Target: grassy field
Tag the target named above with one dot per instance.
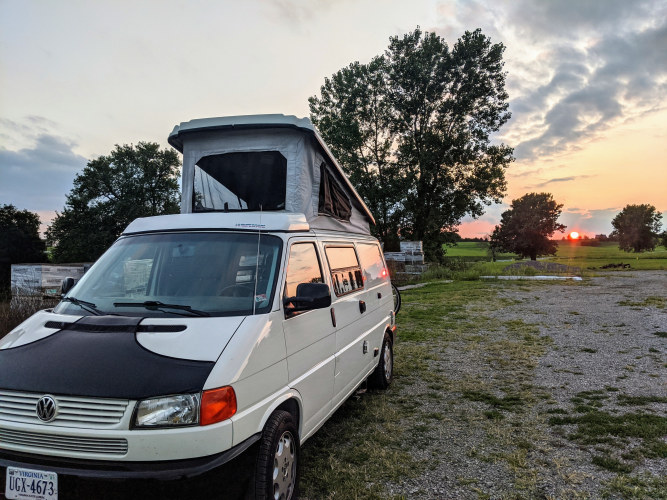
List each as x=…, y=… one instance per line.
x=465, y=396
x=474, y=249
x=608, y=253
x=574, y=254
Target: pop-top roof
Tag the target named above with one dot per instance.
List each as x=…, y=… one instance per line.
x=239, y=123
x=205, y=141
x=248, y=221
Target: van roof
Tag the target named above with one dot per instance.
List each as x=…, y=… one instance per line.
x=260, y=127
x=238, y=221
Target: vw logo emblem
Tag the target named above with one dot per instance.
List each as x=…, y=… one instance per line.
x=46, y=409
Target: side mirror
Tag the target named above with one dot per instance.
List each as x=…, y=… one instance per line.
x=66, y=285
x=308, y=296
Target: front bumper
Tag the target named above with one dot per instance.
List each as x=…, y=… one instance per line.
x=105, y=469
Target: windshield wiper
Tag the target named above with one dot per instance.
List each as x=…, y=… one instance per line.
x=157, y=305
x=88, y=306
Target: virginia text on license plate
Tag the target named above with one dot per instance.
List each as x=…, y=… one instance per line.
x=29, y=484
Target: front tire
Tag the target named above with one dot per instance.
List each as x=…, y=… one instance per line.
x=384, y=371
x=276, y=470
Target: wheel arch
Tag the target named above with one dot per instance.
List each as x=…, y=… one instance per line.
x=289, y=402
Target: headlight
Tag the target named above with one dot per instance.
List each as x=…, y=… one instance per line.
x=182, y=409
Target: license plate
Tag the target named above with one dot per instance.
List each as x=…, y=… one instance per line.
x=29, y=484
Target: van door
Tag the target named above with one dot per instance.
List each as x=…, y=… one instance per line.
x=354, y=347
x=309, y=338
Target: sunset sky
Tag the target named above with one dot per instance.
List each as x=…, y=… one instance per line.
x=587, y=81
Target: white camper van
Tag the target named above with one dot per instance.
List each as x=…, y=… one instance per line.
x=247, y=319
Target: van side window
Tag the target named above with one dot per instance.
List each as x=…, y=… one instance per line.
x=345, y=269
x=303, y=267
x=372, y=264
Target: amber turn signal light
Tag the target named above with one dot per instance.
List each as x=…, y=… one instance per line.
x=217, y=405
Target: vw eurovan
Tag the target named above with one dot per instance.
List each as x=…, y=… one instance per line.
x=244, y=321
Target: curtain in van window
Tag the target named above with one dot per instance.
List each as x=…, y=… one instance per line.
x=333, y=200
x=240, y=181
x=372, y=263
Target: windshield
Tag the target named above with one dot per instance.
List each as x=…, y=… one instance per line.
x=180, y=274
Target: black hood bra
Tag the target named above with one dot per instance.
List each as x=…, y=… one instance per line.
x=98, y=356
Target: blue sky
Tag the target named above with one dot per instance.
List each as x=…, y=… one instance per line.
x=587, y=82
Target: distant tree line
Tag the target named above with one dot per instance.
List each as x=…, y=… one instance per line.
x=112, y=191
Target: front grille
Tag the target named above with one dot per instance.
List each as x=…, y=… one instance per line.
x=72, y=411
x=38, y=441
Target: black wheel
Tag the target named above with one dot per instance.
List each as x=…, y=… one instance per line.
x=397, y=298
x=381, y=377
x=277, y=459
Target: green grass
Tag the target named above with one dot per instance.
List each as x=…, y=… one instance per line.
x=473, y=249
x=574, y=254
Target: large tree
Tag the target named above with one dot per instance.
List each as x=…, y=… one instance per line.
x=19, y=241
x=527, y=227
x=413, y=128
x=112, y=191
x=637, y=227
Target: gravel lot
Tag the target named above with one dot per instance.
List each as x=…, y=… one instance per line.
x=598, y=339
x=474, y=403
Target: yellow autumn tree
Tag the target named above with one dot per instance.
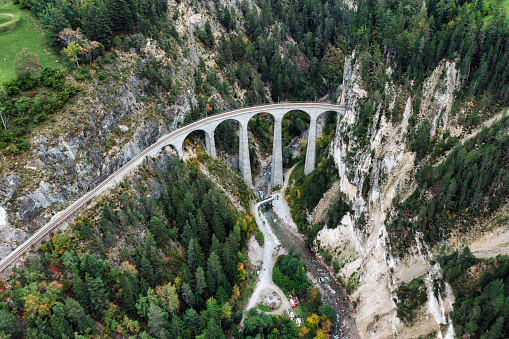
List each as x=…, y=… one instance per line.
x=312, y=321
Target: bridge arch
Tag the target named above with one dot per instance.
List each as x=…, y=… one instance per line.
x=262, y=126
x=227, y=136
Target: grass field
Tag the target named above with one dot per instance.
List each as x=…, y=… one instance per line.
x=27, y=33
x=5, y=18
x=505, y=4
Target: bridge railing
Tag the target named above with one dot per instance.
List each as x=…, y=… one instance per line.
x=182, y=124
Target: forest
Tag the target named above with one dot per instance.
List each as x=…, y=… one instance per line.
x=137, y=265
x=471, y=182
x=481, y=289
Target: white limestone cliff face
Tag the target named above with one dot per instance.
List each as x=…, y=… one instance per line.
x=388, y=163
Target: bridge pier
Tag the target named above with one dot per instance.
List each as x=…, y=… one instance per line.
x=244, y=161
x=309, y=165
x=277, y=152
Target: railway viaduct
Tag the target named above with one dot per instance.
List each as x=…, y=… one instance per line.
x=242, y=116
x=176, y=140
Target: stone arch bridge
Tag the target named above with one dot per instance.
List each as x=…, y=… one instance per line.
x=242, y=116
x=176, y=140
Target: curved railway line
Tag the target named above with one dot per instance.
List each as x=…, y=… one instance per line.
x=152, y=150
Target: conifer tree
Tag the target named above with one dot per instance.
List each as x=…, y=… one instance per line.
x=201, y=284
x=96, y=24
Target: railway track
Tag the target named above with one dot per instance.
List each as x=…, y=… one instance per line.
x=152, y=150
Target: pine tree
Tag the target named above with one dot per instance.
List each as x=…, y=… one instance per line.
x=177, y=327
x=187, y=234
x=214, y=267
x=159, y=230
x=129, y=292
x=187, y=294
x=97, y=295
x=216, y=245
x=203, y=230
x=229, y=262
x=218, y=227
x=97, y=25
x=120, y=15
x=10, y=325
x=60, y=327
x=191, y=319
x=156, y=319
x=194, y=255
x=146, y=271
x=209, y=36
x=54, y=21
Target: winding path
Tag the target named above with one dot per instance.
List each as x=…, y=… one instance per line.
x=265, y=282
x=173, y=138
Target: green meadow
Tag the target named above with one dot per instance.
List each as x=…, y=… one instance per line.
x=20, y=29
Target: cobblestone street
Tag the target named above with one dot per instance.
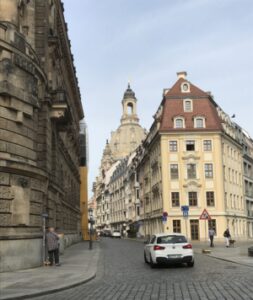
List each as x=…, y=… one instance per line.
x=122, y=274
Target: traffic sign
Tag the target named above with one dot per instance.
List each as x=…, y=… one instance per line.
x=164, y=219
x=185, y=210
x=205, y=215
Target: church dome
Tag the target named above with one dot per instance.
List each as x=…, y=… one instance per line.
x=129, y=93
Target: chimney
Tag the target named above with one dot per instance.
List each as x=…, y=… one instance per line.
x=182, y=74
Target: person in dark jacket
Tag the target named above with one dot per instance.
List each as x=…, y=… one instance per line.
x=52, y=240
x=211, y=236
x=227, y=237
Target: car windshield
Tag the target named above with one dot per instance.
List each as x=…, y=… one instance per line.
x=171, y=239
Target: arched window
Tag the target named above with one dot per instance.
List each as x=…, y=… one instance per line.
x=185, y=87
x=187, y=105
x=130, y=108
x=199, y=122
x=179, y=122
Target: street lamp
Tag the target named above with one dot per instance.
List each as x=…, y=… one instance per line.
x=90, y=210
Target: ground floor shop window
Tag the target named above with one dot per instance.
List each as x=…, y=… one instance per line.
x=177, y=226
x=212, y=224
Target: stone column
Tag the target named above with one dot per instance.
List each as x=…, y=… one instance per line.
x=9, y=11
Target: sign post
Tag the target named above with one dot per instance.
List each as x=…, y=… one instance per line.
x=206, y=217
x=185, y=210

────────────────────────────────────────

## WHAT NEEDS TO BE DONE
Repeat the material above word for word but skip the images.

## SOLUTION TO THE PROBLEM
Target: grassy field
Tag the target named above with one dot per instance.
List each as x=…, y=… one instance per line.
x=465, y=396
x=474, y=249
x=608, y=253
x=574, y=254
Target: pop-top roof
Tag the target named above with one dot per instance.
List each as x=…, y=… one instance per line.
x=239, y=123
x=205, y=141
x=248, y=221
Target: van roof
Tag the target named above with one dot per instance.
List each as x=…, y=… one instance per line.
x=260, y=127
x=238, y=221
Target: vw logo emblem
Tag the target named above with one dot per instance.
List each as x=…, y=… one instance per line.
x=46, y=409
Target: side mirror
Tag the target named above with one dot per instance.
List each as x=…, y=… one instance per line.
x=66, y=285
x=308, y=296
Target: front bumper
Tag the target named above with one dot per instance.
List each as x=…, y=… one instance per line.
x=105, y=469
Target: windshield wiper
Tag the target named above with one dot per instance.
List each as x=…, y=… one instance per line.
x=157, y=305
x=88, y=306
Target: virginia text on license plate
Tag the target named above with one dot per instance.
List each as x=…, y=… one instance per line.
x=29, y=484
Target: front tire
Tag the target named above with one dot per instance.
List each as x=…, y=… one instance per line.
x=384, y=371
x=276, y=470
Target: wheel arch
Tag the target named above with one dot per instance.
List each as x=…, y=… one instance per line.
x=289, y=402
Target: headlight
Tag the target named above with one dot per instance.
List each as x=…, y=… one instance per line.
x=182, y=409
Target: license plate
Tag the target named above with one dot per instance.
List each as x=…, y=… one instance per line.
x=29, y=484
Target: van door
Tag the target named above with one dot per instance.
List each as x=…, y=… one instance per line.
x=354, y=347
x=309, y=338
Target: sunset sky
Tag the target named above with one dot per instance.
List each as x=…, y=… one instance per line.
x=587, y=81
Target: white camper van
Tag the target named above with one dot per instance.
List each as x=…, y=… one instance per line.
x=247, y=319
Target: van side window
Tag the target named above with one dot per instance.
List each as x=…, y=… one instance per line.
x=345, y=269
x=303, y=267
x=372, y=264
Target: amber turn signal light
Tag the target named above with one dot per instance.
List each as x=…, y=… one instance per line.
x=217, y=405
Target: vw eurovan
Tag the target named above with one dot per instance.
List each as x=…, y=… one instance per line.
x=244, y=321
Target: curtain in van window
Tag the target named above with one dot per instance.
List each as x=…, y=… one instance per line.
x=333, y=200
x=240, y=181
x=372, y=263
Target: windshield
Tag the target named above with one dot per instance.
List each as x=…, y=… one instance per line.
x=180, y=274
Target: black hood bra
Tag the target named above with one dot per instance.
List each as x=…, y=… one instance per line.
x=98, y=356
Target: blue sky
Tag the target named above with one dot per instance.
List each as x=…, y=… one instance per line.
x=587, y=82
Target: distant tree line
Tag the target named above with one dot per instance.
List each as x=…, y=… one instance per line.
x=112, y=191
Target: front grille
Tag the target named above with one dot per instance.
List each as x=…, y=… one instance per line.
x=72, y=411
x=38, y=441
Target: black wheel
Tag the target named above with one dot per instance.
List each as x=…, y=… one instance per line.
x=397, y=298
x=381, y=377
x=277, y=459
Target: green grass
Tag the target named above with one dot per instance.
List each as x=…, y=… one instance per line.
x=473, y=249
x=574, y=254
Target: large tree
Tag the target named above with one dot per instance.
List each as x=…, y=… one instance per line.
x=19, y=241
x=527, y=227
x=413, y=128
x=112, y=191
x=637, y=227
Target: gravel lot
Tag the target named above with one dot per instance.
List each as x=…, y=… one instance per line.
x=598, y=339
x=474, y=403
Target: yellow autumn tree
Tag the target named above with one dot per instance.
List each as x=…, y=… one instance per line.
x=312, y=321
Target: bridge arch
Tag the target named above with one dot per instance.
List each as x=…, y=… one instance per line.
x=262, y=126
x=227, y=136
Target: grass field
Tag the target named above with one dot per instance.
List each as x=…, y=… one instance per line.
x=27, y=33
x=5, y=18
x=505, y=4
Target: bridge railing
Tag the target named above with one dot per instance.
List each as x=…, y=… one instance per line.
x=182, y=124
Target: forest
Tag the target named above with one dot per instance.
List each as x=…, y=… one instance per line.
x=137, y=265
x=471, y=182
x=481, y=289
Target: white limestone cliff face
Tag the target named above with one dot per instance.
List each as x=…, y=… one instance per line.
x=388, y=163
Target: bridge pier
Tag the target named above with one dot per instance.
List each as x=…, y=… one instance per line.
x=244, y=161
x=309, y=165
x=277, y=152
Target: railway viaduct
Tag the target named above with one dot per instance.
List each as x=…, y=… one instance per line.
x=242, y=116
x=176, y=140
Target: stone arch bridge
Tag the target named above with one dot per instance.
List each as x=…, y=… one instance per line.
x=242, y=116
x=176, y=140
Target: curved railway line
Tag the target named above with one dot per instance.
List each as x=…, y=… one instance per line.
x=152, y=150
Target: conifer tree
Tag the target named above with one dot per instance.
List each as x=…, y=… one instance per line.
x=201, y=284
x=96, y=24
Target: railway track
Tag the target named above with one dot per instance.
List each as x=…, y=… one instance per line.
x=152, y=150
Target: pine tree
Tag the target named above with one dot per instance.
List each as x=…, y=… one instance per line.
x=177, y=327
x=187, y=234
x=214, y=267
x=159, y=230
x=129, y=292
x=187, y=294
x=97, y=295
x=216, y=245
x=203, y=230
x=229, y=262
x=218, y=227
x=97, y=25
x=120, y=15
x=10, y=325
x=60, y=327
x=191, y=319
x=156, y=319
x=194, y=255
x=146, y=271
x=209, y=36
x=54, y=21
Target: winding path
Tag the target named above with one dot per instance.
List each as x=…, y=… one instance per line.
x=265, y=282
x=173, y=138
Target: green meadow
Tag the target named above with one dot per instance.
List each as x=…, y=… one instance per line.
x=20, y=29
Target: cobblestone street
Tag the target named above with one dot per instance.
List each as x=…, y=… one instance per line.
x=122, y=274
Target: traffic sign
Tag the target named above with one dot per instance.
List each as x=…, y=… one instance per line.
x=164, y=219
x=185, y=210
x=205, y=215
Target: church dome
Tag the target named above with one dot per instance.
List each as x=…, y=… one instance per line.
x=129, y=93
Target: chimney
Tag the target named above with one dot per instance.
List each as x=…, y=… one instance per line.
x=182, y=74
Target: person in dark jacket
Tag the target named above with one dot per instance.
List each as x=…, y=… one instance per line.
x=52, y=240
x=211, y=236
x=227, y=237
Target: car windshield
Tag the target named above with one dot per instance.
List each as x=…, y=… one instance per line.
x=171, y=239
Target: arched window
Tag the target named above with one dot per instance.
List each as x=…, y=… one instance per line.
x=185, y=87
x=187, y=105
x=130, y=108
x=199, y=122
x=179, y=122
Target: street lamp
Tag the target named above with one dot per instance.
List each as x=…, y=… one instance per line.
x=90, y=210
Target: ground floor shop window
Tag the target named above with one dot per instance.
List each as x=…, y=… one instance per line.
x=177, y=226
x=212, y=224
Target: stone column
Tag the target named above with one dot per instance.
List each as x=…, y=… one instance per line.
x=9, y=11
Target: sign post
Tag the target named above with one dot per instance.
List each as x=…, y=… one instance per line.
x=206, y=217
x=185, y=210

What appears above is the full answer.